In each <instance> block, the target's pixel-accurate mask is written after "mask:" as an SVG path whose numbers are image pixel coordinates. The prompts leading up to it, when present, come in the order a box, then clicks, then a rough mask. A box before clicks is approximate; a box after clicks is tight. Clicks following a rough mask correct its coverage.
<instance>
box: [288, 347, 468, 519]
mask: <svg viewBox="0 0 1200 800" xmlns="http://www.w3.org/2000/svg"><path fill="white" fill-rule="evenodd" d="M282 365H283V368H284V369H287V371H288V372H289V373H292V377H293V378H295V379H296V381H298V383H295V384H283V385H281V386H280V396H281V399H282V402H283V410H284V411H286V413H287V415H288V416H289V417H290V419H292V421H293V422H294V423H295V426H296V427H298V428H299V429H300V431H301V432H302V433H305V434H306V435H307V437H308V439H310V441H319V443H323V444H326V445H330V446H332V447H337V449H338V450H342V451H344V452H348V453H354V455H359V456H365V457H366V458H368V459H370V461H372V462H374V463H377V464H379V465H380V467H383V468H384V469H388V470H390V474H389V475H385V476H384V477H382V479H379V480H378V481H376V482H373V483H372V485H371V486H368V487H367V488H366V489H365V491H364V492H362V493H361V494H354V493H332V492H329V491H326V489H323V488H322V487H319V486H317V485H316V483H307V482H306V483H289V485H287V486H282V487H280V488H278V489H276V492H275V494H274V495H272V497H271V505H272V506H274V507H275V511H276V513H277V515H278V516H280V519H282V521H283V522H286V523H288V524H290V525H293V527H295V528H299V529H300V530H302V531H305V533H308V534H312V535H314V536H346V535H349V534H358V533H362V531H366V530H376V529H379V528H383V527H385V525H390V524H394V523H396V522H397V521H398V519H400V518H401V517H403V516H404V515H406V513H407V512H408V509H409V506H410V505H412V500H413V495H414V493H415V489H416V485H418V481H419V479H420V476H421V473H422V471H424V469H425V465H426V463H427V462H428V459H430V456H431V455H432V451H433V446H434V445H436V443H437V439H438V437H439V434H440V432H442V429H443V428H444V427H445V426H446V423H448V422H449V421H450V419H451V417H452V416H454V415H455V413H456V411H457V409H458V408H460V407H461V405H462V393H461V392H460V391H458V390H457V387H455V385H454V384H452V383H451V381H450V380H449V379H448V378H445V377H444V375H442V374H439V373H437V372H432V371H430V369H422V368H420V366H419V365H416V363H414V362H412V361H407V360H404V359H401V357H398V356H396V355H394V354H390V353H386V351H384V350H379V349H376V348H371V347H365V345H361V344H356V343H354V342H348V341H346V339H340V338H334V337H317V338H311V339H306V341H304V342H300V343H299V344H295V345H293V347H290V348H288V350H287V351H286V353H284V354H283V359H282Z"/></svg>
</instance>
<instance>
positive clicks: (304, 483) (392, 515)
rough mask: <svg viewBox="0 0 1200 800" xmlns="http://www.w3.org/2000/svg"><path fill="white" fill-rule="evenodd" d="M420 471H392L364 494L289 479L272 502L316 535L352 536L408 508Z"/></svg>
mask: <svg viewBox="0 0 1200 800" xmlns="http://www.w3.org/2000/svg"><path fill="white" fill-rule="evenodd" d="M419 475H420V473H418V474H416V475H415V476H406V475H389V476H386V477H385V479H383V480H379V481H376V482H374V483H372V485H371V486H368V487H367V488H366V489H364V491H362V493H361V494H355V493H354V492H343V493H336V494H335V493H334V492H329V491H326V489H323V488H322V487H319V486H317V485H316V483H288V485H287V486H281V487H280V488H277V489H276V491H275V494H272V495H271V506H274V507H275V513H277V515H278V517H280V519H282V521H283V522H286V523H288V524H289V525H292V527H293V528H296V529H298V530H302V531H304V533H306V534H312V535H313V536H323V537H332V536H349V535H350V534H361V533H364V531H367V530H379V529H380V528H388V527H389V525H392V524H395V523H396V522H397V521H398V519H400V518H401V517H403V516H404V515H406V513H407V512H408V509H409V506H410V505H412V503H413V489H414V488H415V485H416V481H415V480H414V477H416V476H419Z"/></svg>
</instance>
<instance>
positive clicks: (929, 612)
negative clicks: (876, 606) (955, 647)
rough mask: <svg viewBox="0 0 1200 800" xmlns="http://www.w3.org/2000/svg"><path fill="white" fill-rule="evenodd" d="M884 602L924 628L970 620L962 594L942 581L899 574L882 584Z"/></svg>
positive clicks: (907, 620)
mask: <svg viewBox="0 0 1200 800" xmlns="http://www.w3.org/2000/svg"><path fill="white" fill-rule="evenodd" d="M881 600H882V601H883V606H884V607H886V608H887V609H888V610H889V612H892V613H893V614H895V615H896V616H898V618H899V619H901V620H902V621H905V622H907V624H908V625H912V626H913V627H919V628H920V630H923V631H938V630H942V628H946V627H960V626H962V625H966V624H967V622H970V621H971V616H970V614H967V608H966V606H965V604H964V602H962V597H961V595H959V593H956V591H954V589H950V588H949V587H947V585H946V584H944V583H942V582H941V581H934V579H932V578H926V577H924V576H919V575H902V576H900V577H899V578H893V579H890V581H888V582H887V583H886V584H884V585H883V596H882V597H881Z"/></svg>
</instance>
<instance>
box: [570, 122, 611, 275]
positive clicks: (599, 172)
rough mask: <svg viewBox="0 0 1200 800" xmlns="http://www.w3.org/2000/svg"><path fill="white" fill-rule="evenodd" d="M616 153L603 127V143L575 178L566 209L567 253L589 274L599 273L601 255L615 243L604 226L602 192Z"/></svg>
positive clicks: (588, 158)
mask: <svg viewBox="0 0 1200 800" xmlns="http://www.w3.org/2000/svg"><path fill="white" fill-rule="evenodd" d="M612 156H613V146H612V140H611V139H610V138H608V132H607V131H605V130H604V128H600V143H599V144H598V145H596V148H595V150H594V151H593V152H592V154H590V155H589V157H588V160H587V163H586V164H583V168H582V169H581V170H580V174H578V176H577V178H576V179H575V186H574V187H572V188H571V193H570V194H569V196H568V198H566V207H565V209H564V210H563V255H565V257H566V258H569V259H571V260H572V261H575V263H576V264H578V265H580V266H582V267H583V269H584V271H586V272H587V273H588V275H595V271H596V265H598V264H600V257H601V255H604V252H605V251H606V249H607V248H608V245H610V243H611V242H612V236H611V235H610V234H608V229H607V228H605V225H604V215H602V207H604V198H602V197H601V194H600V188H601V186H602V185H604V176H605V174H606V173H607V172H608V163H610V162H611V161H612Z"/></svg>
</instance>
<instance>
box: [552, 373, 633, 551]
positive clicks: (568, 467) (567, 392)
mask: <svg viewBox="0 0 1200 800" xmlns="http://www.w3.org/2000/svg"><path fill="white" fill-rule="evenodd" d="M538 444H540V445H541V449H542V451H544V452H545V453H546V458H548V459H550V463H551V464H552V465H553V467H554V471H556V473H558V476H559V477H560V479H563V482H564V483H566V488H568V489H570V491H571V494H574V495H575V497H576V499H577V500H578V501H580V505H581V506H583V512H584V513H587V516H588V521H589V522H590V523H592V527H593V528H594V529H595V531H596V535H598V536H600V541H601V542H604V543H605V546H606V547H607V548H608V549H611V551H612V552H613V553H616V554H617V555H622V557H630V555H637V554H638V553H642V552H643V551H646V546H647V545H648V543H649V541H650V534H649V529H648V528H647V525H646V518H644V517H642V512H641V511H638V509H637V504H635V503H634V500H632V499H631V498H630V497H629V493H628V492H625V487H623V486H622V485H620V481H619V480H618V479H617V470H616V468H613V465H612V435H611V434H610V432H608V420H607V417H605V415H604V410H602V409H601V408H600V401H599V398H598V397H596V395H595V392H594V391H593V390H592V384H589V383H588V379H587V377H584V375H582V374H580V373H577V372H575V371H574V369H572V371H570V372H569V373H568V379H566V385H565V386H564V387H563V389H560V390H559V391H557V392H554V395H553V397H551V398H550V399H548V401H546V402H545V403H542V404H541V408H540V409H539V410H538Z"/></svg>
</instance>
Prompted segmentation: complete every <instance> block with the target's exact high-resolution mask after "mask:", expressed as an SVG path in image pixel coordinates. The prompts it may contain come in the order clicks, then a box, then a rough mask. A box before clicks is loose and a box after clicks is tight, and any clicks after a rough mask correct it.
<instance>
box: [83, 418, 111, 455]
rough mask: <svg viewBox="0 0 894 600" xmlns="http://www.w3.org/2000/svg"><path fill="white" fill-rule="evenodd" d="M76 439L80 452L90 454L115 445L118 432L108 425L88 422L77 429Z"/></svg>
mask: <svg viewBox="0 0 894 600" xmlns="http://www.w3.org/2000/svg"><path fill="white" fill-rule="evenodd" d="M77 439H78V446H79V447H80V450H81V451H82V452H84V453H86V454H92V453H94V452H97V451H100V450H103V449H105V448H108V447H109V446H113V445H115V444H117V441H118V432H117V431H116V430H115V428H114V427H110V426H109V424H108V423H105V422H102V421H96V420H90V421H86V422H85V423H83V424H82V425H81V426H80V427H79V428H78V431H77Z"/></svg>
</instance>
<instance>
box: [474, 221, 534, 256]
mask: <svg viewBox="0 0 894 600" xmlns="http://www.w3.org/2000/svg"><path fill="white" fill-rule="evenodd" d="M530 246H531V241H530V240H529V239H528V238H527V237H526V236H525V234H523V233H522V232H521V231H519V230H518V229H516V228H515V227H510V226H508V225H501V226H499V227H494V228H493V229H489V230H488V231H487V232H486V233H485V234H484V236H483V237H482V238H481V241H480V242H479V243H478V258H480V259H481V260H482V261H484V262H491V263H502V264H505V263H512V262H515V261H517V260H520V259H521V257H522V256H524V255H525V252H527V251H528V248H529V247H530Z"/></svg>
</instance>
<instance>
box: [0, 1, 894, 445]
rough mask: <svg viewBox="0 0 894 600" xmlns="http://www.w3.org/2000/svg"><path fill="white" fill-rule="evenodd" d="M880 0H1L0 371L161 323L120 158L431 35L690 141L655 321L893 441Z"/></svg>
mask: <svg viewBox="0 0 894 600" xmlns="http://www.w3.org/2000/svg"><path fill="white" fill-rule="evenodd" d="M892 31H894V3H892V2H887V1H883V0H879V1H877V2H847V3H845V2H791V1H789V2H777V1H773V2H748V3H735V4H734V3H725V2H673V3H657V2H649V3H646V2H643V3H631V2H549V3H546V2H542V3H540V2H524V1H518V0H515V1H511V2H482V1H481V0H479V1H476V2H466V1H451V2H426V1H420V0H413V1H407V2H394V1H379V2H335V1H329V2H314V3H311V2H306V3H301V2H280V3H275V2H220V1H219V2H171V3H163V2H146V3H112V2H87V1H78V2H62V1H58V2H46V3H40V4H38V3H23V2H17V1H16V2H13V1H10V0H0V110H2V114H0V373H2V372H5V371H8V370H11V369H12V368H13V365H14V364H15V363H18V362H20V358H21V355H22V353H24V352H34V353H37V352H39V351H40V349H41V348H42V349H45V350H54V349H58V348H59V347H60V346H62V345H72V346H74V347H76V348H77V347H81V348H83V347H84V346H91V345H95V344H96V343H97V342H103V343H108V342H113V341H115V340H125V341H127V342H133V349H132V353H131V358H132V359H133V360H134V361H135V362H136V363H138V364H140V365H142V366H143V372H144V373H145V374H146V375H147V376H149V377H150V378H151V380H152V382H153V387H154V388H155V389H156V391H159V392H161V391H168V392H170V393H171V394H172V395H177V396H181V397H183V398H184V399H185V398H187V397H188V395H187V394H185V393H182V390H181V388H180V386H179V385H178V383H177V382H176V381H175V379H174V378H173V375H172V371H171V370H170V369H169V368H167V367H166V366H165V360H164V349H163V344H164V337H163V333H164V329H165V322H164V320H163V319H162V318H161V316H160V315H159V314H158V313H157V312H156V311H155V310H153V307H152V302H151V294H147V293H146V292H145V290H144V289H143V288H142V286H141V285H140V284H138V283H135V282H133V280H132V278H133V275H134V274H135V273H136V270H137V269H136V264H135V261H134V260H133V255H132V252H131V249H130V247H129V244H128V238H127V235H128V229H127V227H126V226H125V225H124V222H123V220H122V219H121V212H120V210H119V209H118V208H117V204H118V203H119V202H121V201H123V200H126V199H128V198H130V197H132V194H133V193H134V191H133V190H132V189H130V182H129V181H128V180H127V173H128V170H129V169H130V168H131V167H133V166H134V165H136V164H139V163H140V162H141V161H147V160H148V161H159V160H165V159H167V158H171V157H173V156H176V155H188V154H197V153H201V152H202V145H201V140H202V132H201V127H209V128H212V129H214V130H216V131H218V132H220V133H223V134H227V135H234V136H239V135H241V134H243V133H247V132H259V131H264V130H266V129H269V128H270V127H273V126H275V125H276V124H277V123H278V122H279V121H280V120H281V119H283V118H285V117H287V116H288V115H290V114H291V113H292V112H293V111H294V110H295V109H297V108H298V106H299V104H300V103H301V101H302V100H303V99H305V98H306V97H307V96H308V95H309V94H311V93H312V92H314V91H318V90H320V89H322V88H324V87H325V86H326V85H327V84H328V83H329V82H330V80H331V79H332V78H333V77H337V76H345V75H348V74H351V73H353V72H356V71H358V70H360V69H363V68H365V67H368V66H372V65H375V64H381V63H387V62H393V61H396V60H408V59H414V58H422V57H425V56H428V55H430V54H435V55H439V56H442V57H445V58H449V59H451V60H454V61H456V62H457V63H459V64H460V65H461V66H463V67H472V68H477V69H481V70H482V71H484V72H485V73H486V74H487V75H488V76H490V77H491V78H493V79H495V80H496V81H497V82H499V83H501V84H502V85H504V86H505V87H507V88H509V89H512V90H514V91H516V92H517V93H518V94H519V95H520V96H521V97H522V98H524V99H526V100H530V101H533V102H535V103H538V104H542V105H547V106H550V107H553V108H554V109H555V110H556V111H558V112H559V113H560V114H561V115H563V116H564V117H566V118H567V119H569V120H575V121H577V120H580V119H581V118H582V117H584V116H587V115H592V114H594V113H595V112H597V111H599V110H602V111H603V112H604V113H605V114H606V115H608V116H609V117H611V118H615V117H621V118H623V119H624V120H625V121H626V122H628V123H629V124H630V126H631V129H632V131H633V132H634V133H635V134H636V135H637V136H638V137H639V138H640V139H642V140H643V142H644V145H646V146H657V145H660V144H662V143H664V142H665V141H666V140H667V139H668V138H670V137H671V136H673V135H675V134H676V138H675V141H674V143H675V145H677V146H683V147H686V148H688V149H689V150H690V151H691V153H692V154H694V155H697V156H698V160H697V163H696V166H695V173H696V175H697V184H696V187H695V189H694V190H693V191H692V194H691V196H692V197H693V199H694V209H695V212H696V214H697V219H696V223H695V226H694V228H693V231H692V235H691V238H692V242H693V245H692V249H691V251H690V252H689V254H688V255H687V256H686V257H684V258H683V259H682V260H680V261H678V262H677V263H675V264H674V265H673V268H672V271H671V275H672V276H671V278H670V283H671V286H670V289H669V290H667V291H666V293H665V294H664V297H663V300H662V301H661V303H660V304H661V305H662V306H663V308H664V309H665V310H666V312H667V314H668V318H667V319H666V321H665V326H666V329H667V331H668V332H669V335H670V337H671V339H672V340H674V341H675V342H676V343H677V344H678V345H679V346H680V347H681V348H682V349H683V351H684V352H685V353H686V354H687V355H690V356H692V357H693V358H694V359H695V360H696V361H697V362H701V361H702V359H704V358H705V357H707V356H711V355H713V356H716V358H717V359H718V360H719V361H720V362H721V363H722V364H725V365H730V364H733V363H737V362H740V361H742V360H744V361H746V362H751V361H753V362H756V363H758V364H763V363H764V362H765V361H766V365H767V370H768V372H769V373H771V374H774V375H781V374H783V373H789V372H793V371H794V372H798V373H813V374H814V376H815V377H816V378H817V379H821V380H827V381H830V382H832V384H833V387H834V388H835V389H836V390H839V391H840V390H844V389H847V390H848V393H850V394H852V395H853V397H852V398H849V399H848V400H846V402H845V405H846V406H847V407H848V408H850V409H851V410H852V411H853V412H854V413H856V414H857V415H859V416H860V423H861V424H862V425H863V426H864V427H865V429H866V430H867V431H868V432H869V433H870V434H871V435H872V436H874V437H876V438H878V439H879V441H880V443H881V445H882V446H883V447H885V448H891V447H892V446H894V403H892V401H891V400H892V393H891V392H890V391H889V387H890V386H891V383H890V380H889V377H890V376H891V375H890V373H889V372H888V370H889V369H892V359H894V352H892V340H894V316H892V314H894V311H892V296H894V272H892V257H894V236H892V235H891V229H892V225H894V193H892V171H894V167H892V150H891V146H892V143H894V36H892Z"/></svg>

# # # # #

In the records above, find every line with the word "correct" and copy it.

▸ **Answer**
In each <instance> block, the target's pixel-accurate mask is written after "mask:" as an SVG path whose numbers are image pixel coordinates. The prompts leading up to it, when present, come in the order a box, then clicks, then a rough mask. A box before clicks is approximate; a box after clicks is tight. Clicks following a rough mask correct its coverage.
Prompted segmentation: complete every <instance> block with the target's exact high-resolution mask after "mask:", expressed as an SVG path in image pixel coordinates. The prompts it may contain come in the order clicks, then a box, then a rough mask. A box before clicks is loose and a box after clicks is tight, and any clicks after a rough mask correct it.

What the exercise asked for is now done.